• Selected passage
|---|
Saturday, several of us reconvened at the tiny little High Stakes house to shoot my dialogue and close-ups and attempt to block out a scene to be shot at a future date, once Easter was out of the way and no longer taking my cast away for family obligations.

I realized halfway through shooting this scene, as I forgot line after line, that I had every potential to utterly sink this movie with a crappy performance. For some reason, though I haven't really acted in eight years (if you can call the smirking and falling I did in The Resurrection Game "acting"), I decided to give myself all the exposition in the movie. So there are pages after pages of long speeches that I have to deliver. And, because I loathe and despise myself as a human and a deity, I decided that my character also has a thick Irish accent. Fortunately, since I couldn't remember a lot of my lines, that negatively effected my ability to keep the accent consistent... wait, fortunately? That can't be right...

This coming week, we have Sofiya Smirnova coming in from Chicago and Zoe Hunter coming down from New York. Shooting will take place at the little house and in Stacy's grand Victorian home in McKeesport. (For those familiar with Pittsburgh terrain, McKeesport and Mt. Oliver are nowhere near each other... so, yay!) And we will attempt to shoot something like fifty scenes in four days.

Now, on Friday, we shot 24 set-ups in three hours, which included nine effects shots. Saturday, we shot five pages in about an hour. So we move fast. While we can move at least this fast, it would help if we could move faster. I'm anticipating some severe exhaustion break-downs come Tuesday.

Pray for us. Any theology will do at this point. We'll take what we can get.

***
So we finally caught Good Night and Good Luck last night. The movie is compelling though completely without a climax (which is in keeping with the historical story they were telling). I couldn't help but wonder where the Edward R. Murrow's and Fred Friendly's of today are hiding. Why aren't our journalists (with, oddly, the exception of John Stewart) speaking out as loudly against the McCarthy's of today (of which there are more every day)? Guantanamo Bay, gas prices, the war in Iraq, the upcoming war in Iran, wiretapping, hunting accidents--why are we sitting here and taking all of this? Why isn't anyone speaking out?

Wondering this out loud, Amy grumbled that, instead of complaining, maybe I should do something about it. Sure, I have a blog! Beware evil-doers!

The sad fact is, I don't have the power. I'm not in a position to reach millions of Americans. I'm not a respected war correspondent who was already the voice of the people when he took on Washington injustice. And while I'd love to think that I had the mettle to do so, I have no idea if I would be strong enough to do so.

I don't do much of anything of importance. I write constantly, but about entertainment. I write about and interview indie filmmakers, actors, actresses. I report about what movies are cool, what should be avoided. On one hand, I suppose it could be argued that I'm giving people who deserve it an opportunity for promotion, to reach people who might otherwise never have heard of them. Or it. Or whatever.

And I have had the opportunity, I suppose, to report about more-important issues. I could be reporting about the war. I'm sure I could convince Film Threat to send me to Iraq... to report about Iraqi movies, or interview Iraqi celebrities... that might be all I'm qualified for. I don't know.

I don't know if I would do "more important" work if given the chance. I do know that I'm no more a Murrow than the folks currently working out there. I think, sadly, that his like will not be seen again.

So I'll probably continue to whine about high gas prices and the totalitarian practices of our current government, because on a Quantum Physics level, my voice alone can effect reality, right? But I don't see myself reporting from the roof of a war-sieged building holding a film festival any time soon.
|---|
Dataset entries:
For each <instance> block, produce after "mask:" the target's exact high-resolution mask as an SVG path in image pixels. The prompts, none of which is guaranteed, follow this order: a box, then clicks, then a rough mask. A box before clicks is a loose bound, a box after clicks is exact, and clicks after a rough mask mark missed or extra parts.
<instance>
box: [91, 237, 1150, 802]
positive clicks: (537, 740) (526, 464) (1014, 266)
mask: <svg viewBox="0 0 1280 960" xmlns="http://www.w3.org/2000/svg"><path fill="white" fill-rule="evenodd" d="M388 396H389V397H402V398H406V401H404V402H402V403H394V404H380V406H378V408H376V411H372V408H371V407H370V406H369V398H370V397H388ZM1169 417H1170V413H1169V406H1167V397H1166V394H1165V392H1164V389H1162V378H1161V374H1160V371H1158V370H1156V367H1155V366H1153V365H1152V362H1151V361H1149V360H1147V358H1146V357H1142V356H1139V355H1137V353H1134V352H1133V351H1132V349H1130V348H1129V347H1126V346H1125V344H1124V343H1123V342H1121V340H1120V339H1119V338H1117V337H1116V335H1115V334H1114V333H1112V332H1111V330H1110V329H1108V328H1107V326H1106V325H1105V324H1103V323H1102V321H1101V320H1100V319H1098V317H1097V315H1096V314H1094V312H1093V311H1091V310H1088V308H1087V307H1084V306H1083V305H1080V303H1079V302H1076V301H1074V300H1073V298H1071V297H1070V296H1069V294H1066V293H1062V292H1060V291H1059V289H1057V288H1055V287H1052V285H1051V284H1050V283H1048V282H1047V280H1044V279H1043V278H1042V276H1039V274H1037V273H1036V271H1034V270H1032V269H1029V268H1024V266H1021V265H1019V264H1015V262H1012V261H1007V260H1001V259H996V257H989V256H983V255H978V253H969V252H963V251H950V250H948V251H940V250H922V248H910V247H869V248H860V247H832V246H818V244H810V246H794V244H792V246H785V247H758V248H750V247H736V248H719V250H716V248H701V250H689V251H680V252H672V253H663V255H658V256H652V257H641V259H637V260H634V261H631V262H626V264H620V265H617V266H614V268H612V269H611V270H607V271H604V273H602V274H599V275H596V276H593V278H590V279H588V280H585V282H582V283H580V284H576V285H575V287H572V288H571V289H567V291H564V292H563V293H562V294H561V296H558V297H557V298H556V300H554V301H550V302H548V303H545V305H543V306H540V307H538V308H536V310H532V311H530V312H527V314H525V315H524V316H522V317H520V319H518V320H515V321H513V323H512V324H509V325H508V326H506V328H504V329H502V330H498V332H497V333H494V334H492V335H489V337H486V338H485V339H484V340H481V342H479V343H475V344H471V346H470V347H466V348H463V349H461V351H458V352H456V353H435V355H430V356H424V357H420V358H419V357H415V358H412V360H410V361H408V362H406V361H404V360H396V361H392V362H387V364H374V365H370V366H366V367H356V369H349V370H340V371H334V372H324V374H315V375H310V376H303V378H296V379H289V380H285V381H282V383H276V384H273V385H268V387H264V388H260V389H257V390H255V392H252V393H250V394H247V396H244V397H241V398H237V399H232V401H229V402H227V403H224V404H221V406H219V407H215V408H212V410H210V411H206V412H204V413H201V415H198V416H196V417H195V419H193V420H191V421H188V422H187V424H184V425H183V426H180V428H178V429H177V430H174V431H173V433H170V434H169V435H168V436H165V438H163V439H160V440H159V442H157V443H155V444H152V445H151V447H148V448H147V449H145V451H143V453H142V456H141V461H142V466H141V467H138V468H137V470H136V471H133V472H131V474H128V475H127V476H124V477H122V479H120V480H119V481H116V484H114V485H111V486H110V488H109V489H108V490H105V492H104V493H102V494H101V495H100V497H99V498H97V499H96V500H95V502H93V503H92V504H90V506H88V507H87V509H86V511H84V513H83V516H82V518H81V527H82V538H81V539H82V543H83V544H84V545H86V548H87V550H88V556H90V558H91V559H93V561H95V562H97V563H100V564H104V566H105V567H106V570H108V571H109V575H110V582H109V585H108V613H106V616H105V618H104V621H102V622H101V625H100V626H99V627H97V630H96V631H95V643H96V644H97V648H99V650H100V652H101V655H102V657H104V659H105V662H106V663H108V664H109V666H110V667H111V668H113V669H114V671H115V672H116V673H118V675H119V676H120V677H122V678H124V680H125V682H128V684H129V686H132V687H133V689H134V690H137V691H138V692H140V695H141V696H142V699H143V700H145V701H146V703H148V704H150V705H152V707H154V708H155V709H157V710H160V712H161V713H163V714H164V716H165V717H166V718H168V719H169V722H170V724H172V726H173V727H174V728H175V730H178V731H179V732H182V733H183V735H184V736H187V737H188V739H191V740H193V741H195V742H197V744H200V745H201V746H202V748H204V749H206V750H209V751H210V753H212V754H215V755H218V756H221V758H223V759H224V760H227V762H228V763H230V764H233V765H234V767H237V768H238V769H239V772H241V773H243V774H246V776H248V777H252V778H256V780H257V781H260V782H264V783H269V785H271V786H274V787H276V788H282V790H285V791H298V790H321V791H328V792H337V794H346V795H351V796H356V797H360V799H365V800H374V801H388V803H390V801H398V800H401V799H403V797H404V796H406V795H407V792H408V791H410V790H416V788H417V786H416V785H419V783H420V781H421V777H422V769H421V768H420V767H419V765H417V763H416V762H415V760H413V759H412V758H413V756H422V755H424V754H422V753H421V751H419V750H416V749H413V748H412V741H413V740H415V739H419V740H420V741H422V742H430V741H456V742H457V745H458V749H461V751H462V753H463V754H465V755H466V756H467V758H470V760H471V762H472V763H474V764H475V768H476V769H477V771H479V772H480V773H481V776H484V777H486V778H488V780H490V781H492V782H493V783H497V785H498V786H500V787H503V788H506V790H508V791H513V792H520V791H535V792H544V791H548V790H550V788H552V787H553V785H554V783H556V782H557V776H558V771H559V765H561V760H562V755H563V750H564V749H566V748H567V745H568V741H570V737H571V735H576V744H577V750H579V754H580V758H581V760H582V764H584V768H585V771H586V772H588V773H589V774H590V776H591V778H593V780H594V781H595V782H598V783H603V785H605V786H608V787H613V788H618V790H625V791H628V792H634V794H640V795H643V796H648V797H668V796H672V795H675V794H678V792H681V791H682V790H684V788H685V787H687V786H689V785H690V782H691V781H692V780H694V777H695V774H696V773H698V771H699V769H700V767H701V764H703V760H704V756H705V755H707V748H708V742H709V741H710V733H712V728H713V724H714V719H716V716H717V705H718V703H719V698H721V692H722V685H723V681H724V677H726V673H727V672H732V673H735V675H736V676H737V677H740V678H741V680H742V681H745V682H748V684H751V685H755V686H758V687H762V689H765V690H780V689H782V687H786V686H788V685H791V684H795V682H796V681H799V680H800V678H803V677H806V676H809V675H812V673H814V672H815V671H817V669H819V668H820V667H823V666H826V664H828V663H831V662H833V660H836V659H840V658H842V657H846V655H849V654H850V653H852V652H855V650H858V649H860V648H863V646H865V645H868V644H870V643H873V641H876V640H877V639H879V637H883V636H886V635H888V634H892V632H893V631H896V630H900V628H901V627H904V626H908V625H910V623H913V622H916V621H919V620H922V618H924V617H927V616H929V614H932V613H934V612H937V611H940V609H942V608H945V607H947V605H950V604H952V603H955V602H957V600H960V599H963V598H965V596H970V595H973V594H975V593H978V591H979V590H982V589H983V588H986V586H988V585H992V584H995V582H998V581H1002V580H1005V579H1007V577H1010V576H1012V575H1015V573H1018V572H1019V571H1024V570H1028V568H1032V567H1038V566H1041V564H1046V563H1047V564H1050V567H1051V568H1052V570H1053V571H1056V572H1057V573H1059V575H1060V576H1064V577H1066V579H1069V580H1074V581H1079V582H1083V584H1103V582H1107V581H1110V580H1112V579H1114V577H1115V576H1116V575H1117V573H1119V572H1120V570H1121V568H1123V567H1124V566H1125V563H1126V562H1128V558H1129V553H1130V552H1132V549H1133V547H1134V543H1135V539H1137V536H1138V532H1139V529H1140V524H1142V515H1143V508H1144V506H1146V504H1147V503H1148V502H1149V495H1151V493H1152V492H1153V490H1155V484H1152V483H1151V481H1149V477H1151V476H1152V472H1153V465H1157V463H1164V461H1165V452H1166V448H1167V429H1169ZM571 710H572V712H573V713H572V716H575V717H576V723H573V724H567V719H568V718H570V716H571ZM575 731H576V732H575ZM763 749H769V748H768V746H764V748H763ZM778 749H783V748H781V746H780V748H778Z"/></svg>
|---|
• Task prompt
Reproduce word for word the part of the blog post on shooting the movie and on Good Night and Good Luck, starting at "Pray for us." and ending at "blog! Beware evil-doers!".

• Result of this exercise
Pray for us. Any theology will do at this point. We'll take what we can get.

***
So we finally caught Good Night and Good Luck last night. The movie is compelling though completely without a climax (which is in keeping with the historical story they were telling). I couldn't help but wonder where the Edward R. Murrow's and Fred Friendly's of today are hiding. Why aren't our journalists (with, oddly, the exception of John Stewart) speaking out as loudly against the McCarthy's of today (of which there are more every day)? Guantanamo Bay, gas prices, the war in Iraq, the upcoming war in Iran, wiretapping, hunting accidents--why are we sitting here and taking all of this? Why isn't anyone speaking out?

Wondering this out loud, Amy grumbled that, instead of complaining, maybe I should do something about it. Sure, I have a blog! Beware evil-doers!